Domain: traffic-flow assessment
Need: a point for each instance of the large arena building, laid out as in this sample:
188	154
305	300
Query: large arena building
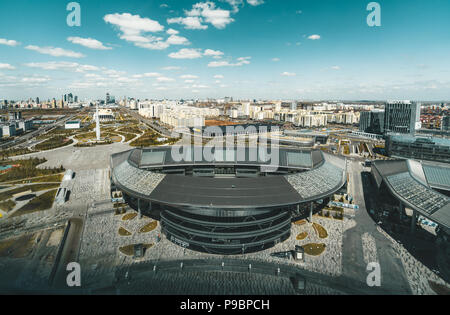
236	203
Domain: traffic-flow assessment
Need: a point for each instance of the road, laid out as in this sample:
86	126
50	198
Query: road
392	273
161	130
35	133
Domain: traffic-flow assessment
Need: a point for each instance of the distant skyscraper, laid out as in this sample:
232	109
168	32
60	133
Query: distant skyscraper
445	123
97	124
70	98
294	106
372	122
402	117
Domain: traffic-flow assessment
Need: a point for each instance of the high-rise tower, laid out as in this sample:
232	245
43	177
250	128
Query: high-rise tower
97	124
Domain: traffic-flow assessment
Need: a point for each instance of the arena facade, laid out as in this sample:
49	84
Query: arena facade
236	203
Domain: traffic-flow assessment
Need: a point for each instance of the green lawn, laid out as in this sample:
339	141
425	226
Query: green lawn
34	188
39	203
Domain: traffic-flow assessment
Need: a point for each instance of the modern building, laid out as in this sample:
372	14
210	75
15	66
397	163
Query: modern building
402	117
9	130
419	148
372	122
234	203
105	114
25	125
72	124
445	123
13	116
409	183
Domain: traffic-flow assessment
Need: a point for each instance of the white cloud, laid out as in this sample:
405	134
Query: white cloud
169	68
177	40
88	42
62	65
134	28
147	75
186	53
204	12
213	53
133	24
55	51
6	66
255	2
188	76
235	4
190	22
171	31
165	79
314	37
240	62
8	42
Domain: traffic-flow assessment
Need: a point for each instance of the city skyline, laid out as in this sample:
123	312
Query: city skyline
210	49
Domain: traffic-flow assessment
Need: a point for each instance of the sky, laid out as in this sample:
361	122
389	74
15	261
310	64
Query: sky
246	49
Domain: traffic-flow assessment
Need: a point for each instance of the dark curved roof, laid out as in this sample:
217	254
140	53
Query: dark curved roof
319	175
408	181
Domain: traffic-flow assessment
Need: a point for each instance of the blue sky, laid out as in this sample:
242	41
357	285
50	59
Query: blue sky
263	49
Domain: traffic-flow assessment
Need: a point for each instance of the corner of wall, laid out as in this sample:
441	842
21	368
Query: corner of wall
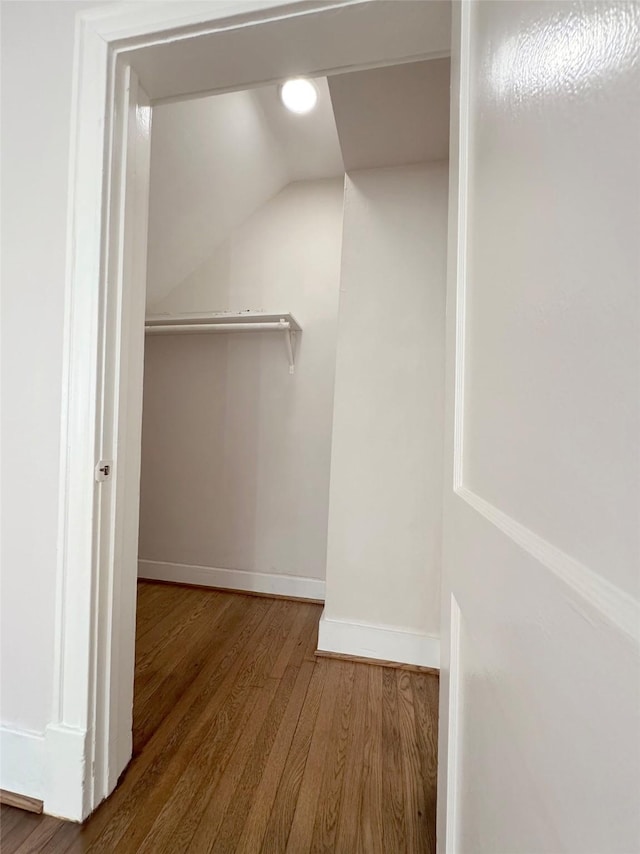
384	643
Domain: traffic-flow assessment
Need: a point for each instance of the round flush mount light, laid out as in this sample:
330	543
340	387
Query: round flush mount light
299	95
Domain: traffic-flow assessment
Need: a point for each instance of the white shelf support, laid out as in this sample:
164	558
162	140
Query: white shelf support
248	321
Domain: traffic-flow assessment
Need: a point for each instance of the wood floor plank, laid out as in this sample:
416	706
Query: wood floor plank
370	831
301	833
425	699
257	820
349	812
40	836
20	831
392	768
9	816
279	825
330	792
175	741
415	787
210	761
249	743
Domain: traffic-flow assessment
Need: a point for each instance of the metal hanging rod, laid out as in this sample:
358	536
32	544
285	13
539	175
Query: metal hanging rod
228	322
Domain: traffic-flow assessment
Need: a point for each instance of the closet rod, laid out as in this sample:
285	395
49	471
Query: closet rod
172	328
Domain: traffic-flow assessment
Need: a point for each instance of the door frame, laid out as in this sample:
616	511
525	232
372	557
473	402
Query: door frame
88	740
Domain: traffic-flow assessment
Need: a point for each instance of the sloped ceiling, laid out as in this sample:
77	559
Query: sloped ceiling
394	115
215	161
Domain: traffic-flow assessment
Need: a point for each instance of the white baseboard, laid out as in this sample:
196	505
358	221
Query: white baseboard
22	762
67	789
233	579
364	640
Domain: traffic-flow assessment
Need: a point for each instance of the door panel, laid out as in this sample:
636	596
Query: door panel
540	692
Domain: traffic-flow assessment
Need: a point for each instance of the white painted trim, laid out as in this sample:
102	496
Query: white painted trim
453	739
233	579
22	762
67	773
463	118
616	606
385	643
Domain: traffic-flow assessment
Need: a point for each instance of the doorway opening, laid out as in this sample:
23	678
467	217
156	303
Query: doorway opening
165	62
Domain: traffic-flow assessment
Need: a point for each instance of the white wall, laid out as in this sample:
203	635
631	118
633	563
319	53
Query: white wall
383	563
214	161
37	49
541	529
236	451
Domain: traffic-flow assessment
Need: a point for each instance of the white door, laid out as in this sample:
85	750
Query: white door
540	725
122	430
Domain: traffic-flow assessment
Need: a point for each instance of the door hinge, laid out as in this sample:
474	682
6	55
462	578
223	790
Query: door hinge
103	470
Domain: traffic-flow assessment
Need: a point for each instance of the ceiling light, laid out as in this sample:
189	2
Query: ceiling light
299	95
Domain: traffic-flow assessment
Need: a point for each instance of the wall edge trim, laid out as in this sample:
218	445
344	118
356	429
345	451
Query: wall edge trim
22	761
295	586
619	608
386	643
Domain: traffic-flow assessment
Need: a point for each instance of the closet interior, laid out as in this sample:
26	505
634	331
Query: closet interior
294	350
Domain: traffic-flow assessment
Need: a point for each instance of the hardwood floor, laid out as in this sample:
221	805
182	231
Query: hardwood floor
244	741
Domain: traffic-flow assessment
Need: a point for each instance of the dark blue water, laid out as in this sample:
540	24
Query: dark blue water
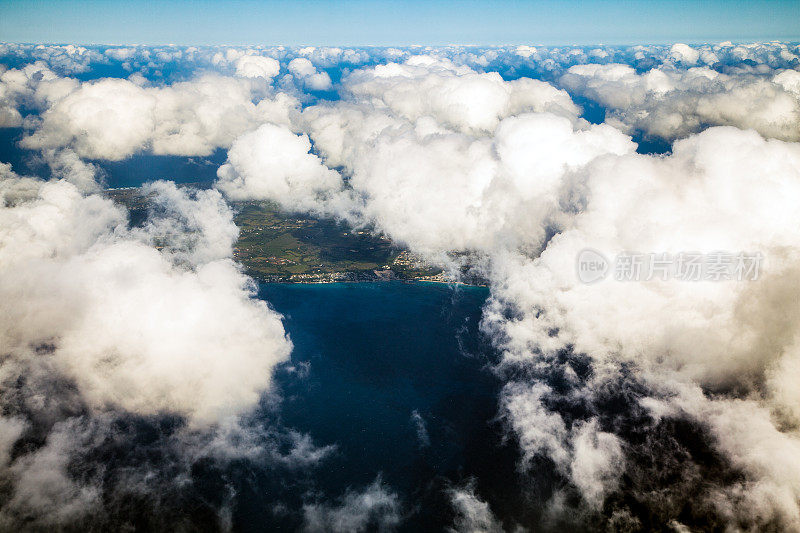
376	354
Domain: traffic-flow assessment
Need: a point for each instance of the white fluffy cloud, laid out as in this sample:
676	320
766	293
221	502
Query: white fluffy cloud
251	66
274	163
307	73
675	103
499	192
457	97
115	118
129	326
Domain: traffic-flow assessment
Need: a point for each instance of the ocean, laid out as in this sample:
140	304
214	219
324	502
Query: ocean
398	377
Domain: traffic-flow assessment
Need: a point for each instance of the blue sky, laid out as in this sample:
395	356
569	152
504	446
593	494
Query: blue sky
361	22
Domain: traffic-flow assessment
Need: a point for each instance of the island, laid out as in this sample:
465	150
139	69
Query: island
279	246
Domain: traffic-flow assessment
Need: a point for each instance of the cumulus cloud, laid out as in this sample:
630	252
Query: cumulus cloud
252	66
115	118
524	194
105	326
273	163
305	71
635	404
456	96
675	103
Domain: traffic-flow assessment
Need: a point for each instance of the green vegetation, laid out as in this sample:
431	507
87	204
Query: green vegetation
276	244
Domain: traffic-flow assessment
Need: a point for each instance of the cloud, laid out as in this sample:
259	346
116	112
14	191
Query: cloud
457	97
473	515
115	118
305	71
524	195
672	104
251	66
273	163
376	508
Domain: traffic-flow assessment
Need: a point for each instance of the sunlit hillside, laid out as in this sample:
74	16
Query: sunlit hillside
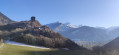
9	49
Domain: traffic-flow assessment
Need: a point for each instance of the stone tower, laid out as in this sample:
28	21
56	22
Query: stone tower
32	18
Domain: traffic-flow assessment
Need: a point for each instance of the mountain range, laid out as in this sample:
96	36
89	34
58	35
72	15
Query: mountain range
33	33
85	33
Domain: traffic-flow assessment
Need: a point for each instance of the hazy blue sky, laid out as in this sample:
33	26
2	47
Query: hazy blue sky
104	13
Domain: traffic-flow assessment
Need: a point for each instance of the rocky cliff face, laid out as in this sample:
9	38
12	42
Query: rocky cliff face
32	32
4	19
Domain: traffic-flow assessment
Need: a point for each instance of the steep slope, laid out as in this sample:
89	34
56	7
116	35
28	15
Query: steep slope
113	44
4	19
32	32
114	32
60	27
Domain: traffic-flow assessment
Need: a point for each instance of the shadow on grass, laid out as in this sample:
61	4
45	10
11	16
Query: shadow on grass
61	52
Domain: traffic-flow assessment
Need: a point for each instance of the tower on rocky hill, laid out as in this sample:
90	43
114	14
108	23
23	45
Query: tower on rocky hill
32	18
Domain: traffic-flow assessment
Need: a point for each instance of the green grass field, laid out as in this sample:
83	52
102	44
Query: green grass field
8	49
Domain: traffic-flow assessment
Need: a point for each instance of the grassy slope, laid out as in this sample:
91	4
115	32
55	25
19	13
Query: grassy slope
22	50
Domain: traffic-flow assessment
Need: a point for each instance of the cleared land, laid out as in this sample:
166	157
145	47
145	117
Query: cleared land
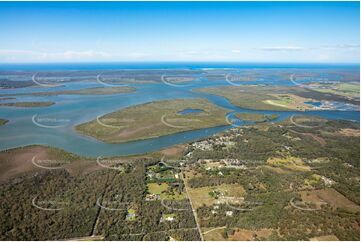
28	104
162	118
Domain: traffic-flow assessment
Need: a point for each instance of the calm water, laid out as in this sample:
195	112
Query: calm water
70	110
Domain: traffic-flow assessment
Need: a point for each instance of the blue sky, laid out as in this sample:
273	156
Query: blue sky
180	31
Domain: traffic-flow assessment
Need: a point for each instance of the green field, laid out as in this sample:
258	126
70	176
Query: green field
259	97
162	118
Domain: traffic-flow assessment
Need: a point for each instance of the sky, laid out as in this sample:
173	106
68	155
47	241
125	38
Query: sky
297	32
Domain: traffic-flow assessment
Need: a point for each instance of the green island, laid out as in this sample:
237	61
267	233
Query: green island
276	98
256	117
85	91
28	104
3	121
162	118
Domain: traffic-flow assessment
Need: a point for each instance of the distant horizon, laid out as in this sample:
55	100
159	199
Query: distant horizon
156	65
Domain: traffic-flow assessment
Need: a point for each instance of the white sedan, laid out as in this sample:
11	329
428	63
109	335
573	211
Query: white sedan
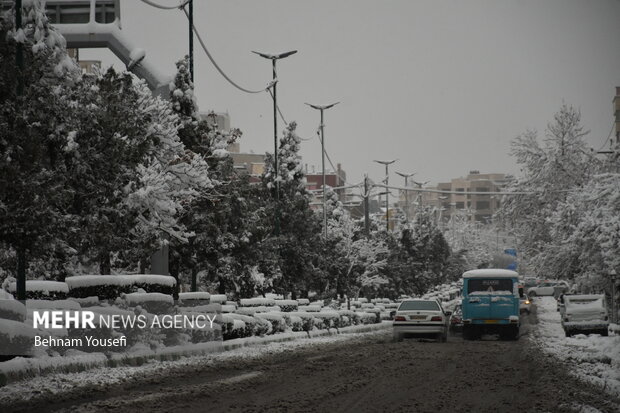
417	317
549	288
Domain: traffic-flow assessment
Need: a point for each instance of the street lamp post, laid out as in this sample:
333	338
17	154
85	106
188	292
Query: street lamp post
322	126
613	276
406	176
387	194
273	59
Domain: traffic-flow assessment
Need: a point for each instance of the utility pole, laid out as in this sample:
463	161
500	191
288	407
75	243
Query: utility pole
406	176
366	206
387	191
273	59
322	126
190	17
19	61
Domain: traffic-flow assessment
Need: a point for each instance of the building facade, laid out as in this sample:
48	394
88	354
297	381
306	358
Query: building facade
467	196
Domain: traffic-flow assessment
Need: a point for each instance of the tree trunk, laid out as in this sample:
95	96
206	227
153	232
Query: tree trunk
104	264
21	274
143	264
174	271
194	279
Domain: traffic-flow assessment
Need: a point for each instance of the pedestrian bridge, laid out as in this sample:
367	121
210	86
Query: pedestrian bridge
97	23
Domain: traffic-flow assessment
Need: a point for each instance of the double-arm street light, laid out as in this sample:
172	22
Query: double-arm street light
406	176
387	195
273	59
322	126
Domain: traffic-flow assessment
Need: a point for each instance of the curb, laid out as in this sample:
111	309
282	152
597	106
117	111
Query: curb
21	369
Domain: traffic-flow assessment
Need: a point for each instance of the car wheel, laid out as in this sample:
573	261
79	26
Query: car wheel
469	333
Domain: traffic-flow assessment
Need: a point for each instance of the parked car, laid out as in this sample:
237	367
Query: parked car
491	303
456	320
585	313
553	287
525	304
529	282
418	317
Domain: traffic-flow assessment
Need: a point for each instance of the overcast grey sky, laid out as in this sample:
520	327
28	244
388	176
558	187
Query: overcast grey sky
441	85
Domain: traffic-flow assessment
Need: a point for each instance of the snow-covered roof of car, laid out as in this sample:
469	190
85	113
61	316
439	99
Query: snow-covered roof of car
583	296
490	272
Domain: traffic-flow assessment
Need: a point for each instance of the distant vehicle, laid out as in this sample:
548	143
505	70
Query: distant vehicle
456	320
549	288
490	303
418	317
525	305
585	313
529	282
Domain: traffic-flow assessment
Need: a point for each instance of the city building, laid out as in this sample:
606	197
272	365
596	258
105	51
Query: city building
87	66
616	102
480	207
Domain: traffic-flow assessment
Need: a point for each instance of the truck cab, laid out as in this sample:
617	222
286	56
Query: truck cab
491	303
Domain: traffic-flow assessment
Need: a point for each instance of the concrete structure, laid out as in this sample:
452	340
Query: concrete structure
617	113
480	207
97	23
87	66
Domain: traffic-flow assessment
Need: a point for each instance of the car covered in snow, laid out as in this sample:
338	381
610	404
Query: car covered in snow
456	320
525	305
549	287
420	317
585	313
491	303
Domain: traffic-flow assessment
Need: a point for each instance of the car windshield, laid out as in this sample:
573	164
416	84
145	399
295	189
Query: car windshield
489	285
419	305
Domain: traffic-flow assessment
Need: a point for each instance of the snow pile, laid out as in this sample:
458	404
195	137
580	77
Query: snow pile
592	357
311	308
109	287
12	310
218	298
36	289
155	303
256	302
16	337
52	305
196	295
287	305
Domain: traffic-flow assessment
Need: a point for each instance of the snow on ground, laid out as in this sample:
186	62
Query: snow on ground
102	377
592	357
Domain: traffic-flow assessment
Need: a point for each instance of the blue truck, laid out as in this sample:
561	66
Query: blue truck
490	304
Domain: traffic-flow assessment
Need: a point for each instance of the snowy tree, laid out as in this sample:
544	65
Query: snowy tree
33	193
549	171
300	228
587	227
182	95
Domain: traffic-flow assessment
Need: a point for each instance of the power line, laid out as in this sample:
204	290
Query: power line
437	191
204	47
608	137
159	6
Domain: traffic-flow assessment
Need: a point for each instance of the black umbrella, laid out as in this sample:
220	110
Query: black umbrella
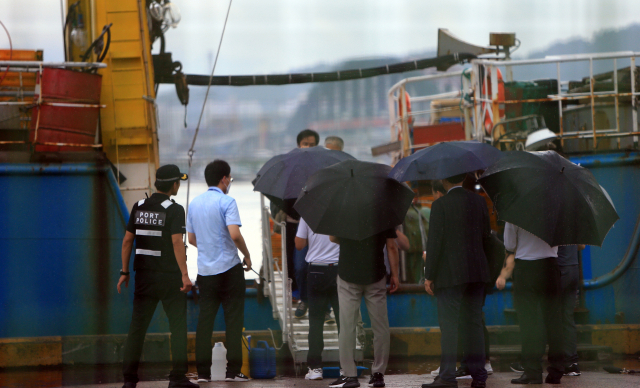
550	197
444	160
281	178
353	200
284	175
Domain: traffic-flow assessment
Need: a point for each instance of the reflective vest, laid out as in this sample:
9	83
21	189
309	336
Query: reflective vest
154	247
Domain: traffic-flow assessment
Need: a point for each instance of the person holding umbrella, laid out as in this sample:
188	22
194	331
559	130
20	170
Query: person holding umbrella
359	207
456	270
537	289
546	201
456	266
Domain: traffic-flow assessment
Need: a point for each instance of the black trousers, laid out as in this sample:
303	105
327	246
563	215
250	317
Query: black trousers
322	290
150	288
487	345
537	293
569	280
461	305
227	288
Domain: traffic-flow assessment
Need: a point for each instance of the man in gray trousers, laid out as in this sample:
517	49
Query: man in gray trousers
362	273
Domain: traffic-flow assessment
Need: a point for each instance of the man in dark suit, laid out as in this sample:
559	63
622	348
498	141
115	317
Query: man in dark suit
456	271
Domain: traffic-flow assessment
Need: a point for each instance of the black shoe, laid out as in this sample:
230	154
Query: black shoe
182	383
328	319
526	379
345	382
301	310
237	377
572	370
203	379
376	380
516	367
439	383
462	373
553	378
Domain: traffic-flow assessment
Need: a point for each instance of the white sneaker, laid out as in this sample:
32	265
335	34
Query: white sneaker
314	374
488	367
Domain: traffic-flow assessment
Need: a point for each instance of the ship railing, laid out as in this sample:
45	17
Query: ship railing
19	94
488	68
401	118
281	312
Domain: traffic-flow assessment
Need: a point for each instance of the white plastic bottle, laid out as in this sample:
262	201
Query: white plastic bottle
218	362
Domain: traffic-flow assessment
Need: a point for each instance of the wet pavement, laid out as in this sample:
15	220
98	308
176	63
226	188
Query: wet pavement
411	372
499	379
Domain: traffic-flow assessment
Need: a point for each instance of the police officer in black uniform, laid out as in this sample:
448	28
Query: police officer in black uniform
157	225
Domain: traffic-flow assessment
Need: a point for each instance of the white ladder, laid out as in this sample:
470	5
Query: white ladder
295	331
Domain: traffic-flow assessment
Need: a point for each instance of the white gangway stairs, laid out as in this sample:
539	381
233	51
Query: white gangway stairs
295	331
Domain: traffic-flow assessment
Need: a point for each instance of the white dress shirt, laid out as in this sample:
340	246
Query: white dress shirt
525	245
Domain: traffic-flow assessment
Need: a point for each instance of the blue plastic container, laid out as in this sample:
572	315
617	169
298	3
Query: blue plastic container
262	361
334	371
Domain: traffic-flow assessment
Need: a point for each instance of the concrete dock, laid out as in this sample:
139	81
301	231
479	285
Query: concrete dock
498	380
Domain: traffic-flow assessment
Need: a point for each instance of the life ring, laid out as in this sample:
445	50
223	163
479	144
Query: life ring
410	119
487	109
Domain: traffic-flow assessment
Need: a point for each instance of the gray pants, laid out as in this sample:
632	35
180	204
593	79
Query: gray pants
375	297
569	279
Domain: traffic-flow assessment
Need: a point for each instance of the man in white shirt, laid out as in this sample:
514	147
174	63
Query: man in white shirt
213	226
322	289
536	289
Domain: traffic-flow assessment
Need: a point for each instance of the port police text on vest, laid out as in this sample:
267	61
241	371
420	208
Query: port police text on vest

○ ○ ○ ○

### EXERCISE OBJECTIVE
List each line of the material above that contains the string "building". Letter case matters.

### COMPLETED EXERCISE
Need: a point for each instance of the large arena building, laid out as in this sample:
Query: large arena building
Need: a point for each instance of the modern building, laid out as in this sample:
Query: modern building
Need: a point for each instance of the building facade, laid out as in this sample:
Query: building facade
Need: a point for each instance of the city building, laid out as in this sample:
Query: city building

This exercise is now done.